▶ What the task requires: How many lines in the items below contain the word "ceiling"? Reply with the number alone.

────

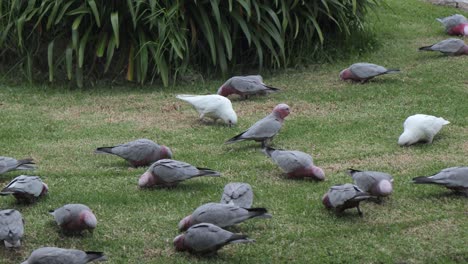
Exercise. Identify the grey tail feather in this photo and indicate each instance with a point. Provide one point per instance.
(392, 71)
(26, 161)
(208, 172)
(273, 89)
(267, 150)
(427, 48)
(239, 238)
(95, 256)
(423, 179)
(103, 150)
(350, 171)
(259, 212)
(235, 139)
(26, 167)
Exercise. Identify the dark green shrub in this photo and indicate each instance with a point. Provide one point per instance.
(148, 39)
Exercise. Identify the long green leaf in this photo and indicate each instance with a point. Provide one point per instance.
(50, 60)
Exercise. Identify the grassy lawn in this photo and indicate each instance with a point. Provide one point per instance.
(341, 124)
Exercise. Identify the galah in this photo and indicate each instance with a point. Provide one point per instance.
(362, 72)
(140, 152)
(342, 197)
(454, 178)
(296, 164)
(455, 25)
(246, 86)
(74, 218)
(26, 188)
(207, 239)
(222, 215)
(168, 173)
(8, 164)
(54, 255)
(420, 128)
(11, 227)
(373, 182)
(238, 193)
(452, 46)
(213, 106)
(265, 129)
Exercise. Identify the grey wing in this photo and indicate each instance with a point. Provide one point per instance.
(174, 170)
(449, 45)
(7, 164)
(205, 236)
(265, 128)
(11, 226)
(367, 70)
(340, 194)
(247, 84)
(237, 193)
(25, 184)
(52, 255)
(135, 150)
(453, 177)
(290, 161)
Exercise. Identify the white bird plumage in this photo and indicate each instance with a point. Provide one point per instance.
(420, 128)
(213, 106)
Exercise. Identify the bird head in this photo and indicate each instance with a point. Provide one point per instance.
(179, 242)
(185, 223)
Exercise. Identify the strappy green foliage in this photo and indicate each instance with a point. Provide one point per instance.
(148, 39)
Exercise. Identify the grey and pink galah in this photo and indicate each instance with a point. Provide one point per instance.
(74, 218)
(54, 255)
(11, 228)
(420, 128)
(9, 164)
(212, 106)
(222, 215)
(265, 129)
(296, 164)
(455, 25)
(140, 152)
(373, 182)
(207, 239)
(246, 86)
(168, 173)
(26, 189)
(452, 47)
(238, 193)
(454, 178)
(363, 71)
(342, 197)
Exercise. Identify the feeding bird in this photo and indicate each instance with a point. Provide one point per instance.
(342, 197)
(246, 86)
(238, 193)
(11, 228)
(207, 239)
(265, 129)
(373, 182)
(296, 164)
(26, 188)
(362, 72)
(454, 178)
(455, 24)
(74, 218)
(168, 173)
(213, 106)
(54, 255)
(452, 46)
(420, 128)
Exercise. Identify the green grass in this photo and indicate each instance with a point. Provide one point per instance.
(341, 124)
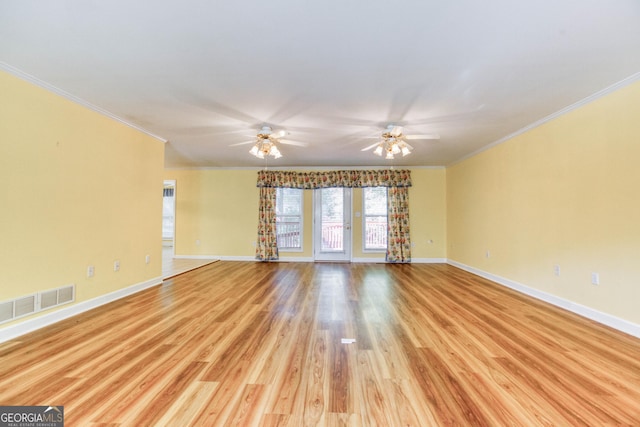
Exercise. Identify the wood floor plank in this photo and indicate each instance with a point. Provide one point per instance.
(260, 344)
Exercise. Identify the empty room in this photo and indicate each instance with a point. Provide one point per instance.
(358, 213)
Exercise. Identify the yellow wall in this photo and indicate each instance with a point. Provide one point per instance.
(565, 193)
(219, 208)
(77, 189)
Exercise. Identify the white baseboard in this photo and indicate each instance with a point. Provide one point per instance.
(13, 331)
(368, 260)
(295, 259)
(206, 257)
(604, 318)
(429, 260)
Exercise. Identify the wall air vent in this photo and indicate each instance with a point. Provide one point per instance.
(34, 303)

────

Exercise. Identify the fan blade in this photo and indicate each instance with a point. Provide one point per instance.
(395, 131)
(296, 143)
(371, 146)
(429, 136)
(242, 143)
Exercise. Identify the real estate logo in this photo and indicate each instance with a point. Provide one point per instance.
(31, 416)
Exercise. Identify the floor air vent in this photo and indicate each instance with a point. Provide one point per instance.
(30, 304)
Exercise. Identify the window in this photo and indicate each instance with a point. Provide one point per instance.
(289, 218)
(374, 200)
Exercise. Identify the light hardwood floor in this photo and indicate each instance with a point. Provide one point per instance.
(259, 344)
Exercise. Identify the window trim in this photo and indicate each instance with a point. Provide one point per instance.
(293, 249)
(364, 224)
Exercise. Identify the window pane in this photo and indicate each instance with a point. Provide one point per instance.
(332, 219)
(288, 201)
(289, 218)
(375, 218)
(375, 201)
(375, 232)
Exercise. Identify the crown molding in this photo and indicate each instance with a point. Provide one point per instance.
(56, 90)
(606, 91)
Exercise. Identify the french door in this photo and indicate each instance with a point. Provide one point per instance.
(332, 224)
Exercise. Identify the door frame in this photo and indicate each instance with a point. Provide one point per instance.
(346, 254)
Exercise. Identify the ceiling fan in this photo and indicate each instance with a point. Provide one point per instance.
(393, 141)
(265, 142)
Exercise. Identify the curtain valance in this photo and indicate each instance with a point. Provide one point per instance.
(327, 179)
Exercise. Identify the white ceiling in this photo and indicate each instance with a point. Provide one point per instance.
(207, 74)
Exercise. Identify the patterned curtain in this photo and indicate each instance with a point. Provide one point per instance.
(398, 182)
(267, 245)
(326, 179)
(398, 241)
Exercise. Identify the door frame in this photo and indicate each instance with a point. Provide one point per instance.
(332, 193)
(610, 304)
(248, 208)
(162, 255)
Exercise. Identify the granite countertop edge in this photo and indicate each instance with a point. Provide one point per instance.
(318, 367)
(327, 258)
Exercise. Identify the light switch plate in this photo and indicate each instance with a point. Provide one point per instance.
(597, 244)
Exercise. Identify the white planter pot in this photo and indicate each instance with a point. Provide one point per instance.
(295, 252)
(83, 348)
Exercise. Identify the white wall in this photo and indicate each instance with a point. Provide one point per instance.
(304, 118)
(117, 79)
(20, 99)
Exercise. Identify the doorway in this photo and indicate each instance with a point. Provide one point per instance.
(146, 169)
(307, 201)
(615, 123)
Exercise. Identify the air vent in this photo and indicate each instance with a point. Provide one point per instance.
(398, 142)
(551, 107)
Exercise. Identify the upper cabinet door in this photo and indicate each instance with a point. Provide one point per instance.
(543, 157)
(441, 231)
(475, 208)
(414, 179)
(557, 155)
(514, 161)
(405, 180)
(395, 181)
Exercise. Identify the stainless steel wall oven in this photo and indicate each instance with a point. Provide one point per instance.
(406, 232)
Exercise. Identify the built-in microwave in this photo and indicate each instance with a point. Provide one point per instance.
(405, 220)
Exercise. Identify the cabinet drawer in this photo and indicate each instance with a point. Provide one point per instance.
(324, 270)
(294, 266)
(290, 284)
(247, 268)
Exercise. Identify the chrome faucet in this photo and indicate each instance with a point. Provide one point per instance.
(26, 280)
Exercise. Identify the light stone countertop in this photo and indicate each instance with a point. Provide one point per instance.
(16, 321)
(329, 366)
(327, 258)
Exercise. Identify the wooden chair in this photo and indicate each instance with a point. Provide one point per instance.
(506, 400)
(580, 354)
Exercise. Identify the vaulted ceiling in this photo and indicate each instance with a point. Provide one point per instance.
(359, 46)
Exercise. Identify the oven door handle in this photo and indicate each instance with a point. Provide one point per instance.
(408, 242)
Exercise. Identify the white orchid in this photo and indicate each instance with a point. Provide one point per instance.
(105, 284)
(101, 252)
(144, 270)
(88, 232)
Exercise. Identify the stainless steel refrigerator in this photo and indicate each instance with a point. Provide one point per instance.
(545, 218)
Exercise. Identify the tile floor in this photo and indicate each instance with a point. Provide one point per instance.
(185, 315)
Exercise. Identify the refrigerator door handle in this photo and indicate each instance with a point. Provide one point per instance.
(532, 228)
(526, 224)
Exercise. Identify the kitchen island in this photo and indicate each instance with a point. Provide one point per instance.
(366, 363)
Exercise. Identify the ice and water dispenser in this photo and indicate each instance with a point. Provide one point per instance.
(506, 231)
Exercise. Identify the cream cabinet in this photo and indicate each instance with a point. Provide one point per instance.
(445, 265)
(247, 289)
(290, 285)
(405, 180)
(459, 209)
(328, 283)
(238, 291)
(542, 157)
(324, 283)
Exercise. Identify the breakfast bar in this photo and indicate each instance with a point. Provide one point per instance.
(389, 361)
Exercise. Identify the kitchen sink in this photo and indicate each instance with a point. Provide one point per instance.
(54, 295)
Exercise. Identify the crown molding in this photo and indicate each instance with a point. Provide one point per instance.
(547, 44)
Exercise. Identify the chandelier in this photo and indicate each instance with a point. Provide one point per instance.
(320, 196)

────

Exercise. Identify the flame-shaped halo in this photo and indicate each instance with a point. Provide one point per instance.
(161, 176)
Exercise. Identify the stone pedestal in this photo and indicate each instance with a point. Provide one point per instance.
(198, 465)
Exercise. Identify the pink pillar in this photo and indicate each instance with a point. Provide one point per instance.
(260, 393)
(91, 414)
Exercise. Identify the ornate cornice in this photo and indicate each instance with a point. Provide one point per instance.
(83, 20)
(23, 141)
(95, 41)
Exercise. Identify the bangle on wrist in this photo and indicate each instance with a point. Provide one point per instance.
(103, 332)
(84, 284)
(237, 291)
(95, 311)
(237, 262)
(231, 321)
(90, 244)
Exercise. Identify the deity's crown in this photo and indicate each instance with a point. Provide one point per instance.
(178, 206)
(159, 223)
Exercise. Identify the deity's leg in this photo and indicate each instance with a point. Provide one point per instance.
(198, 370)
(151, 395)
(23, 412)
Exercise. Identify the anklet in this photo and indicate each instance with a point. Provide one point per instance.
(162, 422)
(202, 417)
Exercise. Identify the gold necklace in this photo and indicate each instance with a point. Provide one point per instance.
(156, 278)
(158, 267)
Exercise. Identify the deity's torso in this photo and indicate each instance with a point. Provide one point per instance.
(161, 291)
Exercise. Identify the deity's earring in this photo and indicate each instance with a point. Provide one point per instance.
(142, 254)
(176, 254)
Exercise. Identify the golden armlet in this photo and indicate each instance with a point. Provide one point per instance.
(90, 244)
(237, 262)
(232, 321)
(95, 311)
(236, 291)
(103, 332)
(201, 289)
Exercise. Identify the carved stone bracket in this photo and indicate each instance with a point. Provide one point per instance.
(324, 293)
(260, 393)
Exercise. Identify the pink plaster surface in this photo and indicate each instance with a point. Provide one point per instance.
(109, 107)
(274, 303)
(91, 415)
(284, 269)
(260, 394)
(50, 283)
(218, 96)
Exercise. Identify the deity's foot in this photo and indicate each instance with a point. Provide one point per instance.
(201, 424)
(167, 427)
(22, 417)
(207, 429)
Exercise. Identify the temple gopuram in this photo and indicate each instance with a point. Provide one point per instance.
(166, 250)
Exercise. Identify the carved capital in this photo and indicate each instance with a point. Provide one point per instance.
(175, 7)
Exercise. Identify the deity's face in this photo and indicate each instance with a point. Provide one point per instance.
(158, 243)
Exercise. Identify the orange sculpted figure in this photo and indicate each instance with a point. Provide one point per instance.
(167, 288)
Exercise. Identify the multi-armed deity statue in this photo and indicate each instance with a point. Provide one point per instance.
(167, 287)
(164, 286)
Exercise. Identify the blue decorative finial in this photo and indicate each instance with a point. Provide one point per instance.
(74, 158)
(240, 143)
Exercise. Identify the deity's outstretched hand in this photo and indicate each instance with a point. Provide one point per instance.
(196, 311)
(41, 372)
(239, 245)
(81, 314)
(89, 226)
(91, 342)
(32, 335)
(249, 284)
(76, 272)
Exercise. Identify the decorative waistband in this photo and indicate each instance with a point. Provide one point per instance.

────

▶ Task solution: 3